TEXTO PARA LEITURA
>>>
Isso sem considerar, os artistas de origem estrangeira naturalizados
brasileiros como Modesto Brocos, natural da Espanha, e Nucolao Fachinetti, de
origem italiana. Pelas informações escassas, falamos a seguir com maior ênfase
das participações dos italianos e dos portugueses na mostra de 1894.
36. Os expositores italianos na mostra de 1894 foram Alberto Vianelli, Felippo Dante, Augusto Girardet e F. Fabbi. Embora a
presença italiana tenha sido importante na formação de muitos professores da
Escola como o próprio Henrique Bernardelli, Zeferino da Costa, Rodolpho
Bernardelli, Pedro Weingärtner e Modesto Brocos, seus expositores receberam
atenção quase nula nos periódicos consultados. A única excessão é a charge
publicada no Gazeta de Noticias [Figura 8] sobre o quadro Algeriana [Figura 9], de F. Fabbi, único quadro exposto que o
artista doou à Escola. A charge segue acompanhada do seguinte comentário: “UM
QUADRO DE F. FABBI. Quem sabe
se é o uso desse cachimbo de dar corda que me está pondo a
boca torta?”[32]
37. Entre os portugueses a expor, estava Rodrigo Soares, nascido no Porto, que ao mesmo tempo em que
expôs na Casa Hollender, em São Paulo, também apresentou duas obras na
mostra do Rio de Janeiro. Expor na Escola Nacional de Belas Artes, uma
instituição de grande prestígio, conferia visibilidade e notoriedade para o
artista presente em seus salões. Os críticos cariocas reconhecem qualidades na
fatura do artista, mas afirmam não encontrar tais qualidades nas obras
apresentadas na Exposição Geral de 1894. O articulista do Gazeta de Notícias
afirmou que “o Sr. Rodrigo Soares possui também boas qualidades de palheta e de
gosto, que podem compensar algumas faltas que se apresentam nos seus
trabalhos.”[33] E o crítico do A Noticia
acrescentou que “sua exposição é inferior ao que sabe, sobretudo porque a
prática da pintura decorativa, mural, muito lhe tem transformado a maneira
pessoal e principalmente o desenho, em que chegou a ter grande segurança.”[34]
38. Ainda de Portugal, o citado José Júlio de Souza Pinto,
irmão do também artista português radicado no Brasil Antonio Alves Valle de
Souza Pinto, enviou algumas obras para a mostra. [35] Sua
participação foi evidenciada por um artigo no Gazeta de Noticias na qual
o articulista anônimo se dispôs a analisar as obras do pintor, vendo uma
“típica maneira afrancesada” no quadro À beira mar e “um certo caráter
de esboço” em Arredores de Paris
e no Père Mathieu. Além disso, fez um elogio às pinceladas “em blocos”
<<<
(Registros de marcação de localização)
>>>
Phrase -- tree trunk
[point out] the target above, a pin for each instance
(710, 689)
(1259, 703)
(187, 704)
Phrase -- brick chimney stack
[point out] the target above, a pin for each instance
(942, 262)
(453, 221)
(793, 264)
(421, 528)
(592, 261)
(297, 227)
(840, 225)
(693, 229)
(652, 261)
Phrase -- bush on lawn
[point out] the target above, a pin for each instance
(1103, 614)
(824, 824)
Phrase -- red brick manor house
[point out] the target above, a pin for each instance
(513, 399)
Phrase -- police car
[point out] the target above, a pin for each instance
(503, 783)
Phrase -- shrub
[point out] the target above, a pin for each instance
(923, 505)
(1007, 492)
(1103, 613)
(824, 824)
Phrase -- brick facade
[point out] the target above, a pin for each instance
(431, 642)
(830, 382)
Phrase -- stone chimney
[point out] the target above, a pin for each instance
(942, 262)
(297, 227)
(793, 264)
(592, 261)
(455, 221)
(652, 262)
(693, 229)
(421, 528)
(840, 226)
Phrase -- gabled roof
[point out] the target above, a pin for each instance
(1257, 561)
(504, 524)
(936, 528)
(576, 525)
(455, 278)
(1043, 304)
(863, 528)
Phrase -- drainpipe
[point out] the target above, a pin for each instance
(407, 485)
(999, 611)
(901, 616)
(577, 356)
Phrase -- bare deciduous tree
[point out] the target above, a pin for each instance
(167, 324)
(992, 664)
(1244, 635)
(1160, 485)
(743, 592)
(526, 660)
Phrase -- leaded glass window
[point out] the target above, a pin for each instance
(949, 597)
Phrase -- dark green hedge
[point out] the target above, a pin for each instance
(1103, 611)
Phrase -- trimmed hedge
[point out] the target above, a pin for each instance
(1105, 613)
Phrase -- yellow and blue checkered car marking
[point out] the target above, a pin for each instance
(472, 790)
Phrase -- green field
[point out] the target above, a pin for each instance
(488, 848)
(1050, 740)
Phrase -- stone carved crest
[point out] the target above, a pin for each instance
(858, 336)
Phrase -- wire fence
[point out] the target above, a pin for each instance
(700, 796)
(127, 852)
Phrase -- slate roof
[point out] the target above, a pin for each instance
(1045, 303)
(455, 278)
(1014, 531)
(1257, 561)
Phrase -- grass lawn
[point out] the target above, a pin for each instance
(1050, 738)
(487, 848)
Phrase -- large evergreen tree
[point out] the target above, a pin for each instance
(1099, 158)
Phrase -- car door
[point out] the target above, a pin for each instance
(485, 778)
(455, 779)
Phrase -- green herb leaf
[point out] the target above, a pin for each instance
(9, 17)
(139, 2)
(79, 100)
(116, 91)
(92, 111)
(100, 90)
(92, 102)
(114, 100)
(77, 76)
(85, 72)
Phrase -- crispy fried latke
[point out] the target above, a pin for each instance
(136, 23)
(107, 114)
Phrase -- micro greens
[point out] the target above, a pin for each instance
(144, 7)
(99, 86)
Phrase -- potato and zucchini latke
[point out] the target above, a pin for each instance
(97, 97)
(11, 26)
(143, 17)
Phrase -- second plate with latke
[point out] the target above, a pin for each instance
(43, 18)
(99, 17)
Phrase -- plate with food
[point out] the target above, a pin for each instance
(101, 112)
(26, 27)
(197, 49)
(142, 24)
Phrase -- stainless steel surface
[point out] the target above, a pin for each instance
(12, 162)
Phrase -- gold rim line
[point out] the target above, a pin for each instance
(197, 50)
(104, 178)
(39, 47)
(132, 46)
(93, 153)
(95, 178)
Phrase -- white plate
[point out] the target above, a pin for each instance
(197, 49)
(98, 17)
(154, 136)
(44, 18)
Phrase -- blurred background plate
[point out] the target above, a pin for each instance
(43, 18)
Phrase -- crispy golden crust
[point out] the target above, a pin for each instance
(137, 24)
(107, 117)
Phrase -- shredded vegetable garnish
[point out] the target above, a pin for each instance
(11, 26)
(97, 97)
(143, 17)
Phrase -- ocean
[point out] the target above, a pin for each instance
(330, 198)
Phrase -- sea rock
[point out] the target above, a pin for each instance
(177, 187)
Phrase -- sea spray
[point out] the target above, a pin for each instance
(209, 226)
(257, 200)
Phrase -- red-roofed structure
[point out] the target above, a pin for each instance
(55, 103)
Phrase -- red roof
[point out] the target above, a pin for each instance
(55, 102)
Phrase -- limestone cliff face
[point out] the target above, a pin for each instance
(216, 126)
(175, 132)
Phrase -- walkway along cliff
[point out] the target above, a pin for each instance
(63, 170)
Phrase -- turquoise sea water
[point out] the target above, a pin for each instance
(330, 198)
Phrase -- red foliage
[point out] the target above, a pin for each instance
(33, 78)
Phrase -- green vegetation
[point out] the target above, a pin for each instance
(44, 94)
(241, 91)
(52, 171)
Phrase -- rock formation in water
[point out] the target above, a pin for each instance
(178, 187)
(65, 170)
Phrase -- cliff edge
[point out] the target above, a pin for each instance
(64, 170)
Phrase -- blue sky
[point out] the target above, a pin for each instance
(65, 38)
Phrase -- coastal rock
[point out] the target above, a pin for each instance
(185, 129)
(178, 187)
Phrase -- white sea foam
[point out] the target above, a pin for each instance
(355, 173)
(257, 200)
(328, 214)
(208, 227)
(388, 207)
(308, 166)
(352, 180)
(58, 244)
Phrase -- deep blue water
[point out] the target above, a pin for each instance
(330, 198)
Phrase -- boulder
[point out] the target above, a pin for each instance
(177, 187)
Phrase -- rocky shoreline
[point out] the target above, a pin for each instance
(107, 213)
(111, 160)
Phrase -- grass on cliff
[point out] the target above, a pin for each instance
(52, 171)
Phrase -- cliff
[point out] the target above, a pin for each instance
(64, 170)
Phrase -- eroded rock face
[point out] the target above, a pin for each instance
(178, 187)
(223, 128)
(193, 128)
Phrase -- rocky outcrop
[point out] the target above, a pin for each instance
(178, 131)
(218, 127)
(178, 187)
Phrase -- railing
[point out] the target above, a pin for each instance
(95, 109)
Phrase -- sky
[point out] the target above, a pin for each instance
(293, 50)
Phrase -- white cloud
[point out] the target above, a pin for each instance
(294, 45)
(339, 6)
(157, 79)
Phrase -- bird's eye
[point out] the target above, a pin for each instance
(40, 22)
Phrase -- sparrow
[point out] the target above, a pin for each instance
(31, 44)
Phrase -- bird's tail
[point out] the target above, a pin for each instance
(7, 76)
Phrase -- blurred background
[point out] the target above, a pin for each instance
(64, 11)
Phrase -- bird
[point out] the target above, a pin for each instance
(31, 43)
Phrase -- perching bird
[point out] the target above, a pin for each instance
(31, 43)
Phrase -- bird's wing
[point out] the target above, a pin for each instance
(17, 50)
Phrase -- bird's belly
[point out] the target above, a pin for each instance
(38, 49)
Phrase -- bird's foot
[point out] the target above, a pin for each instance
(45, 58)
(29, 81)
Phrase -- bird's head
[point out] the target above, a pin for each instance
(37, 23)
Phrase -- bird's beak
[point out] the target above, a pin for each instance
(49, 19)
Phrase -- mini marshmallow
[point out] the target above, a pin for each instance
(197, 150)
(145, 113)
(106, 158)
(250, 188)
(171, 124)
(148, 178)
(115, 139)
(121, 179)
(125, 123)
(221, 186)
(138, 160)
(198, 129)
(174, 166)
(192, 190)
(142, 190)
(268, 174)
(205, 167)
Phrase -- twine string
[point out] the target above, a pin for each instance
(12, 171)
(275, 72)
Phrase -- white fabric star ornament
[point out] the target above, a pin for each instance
<<<
INSTRUÇÕES
a: Reescreva de forma mais breve o parágrafo do texto sobre a Exposição Geral de 1894 que começa com "Entre os portugueses a expor", mantendo seus fatos principais.
b: Escreva a continuação do texto sobre a Exposição Geral de 1894 a partir do ponto em que ele para.
O material não tem papel nenhum aqui.

RESPOSTAS
a: Rodrigo Soares, português nascido no Porto, expôs na Casa Hollender, em São Paulo, e ao mesmo tempo apresentou duas obras na mostra do Rio de Janeiro. Expor na Escola Nacional de Belas Artes, instituição de grande prestígio, dava visibilidade e notoriedade ao artista. Os críticos cariocas reconheceram qualidades na fatura dele, mas disseram não encontrá-las nas obras da Exposição Geral de 1894. O articulista do Gazeta de Notícias afirmou que suas boas qualidades de palheta e de gosto podiam compensar algumas faltas dos trabalhos. O crítico do A Noticia acrescentou que a exposição era inferior ao que o artista sabia fazer, sobretudo porque a prática da pintura decorativa mural havia transformado sua maneira pessoal e principalmente o desenho.

b:
em Animais, quadro que mereceu uma charge nas páginas do jornal [Figura 10].
39.
No dia 30
de outubro foi realizada a reunião do júri da Exposição para serem conferidos
os prêmios aos expositores. O júri era formado pelo diretor da Escola, que o
presidia e escolhia dois outros professores. Além desses, outros dois artistas,
“estranhos à Escola,” eram escolhidos pelos expositores. Ao final, o júri da
Exposição de 1894 foi constituído por Rodolpho Bernardelli, como presidente,
Rodolpho Amoedo e Modesto Brocos, professores escolhidos pelo presidente, e, os
Srs. Delphim de Carvalho e Souza
Lobo, escolhidos pelos expositores.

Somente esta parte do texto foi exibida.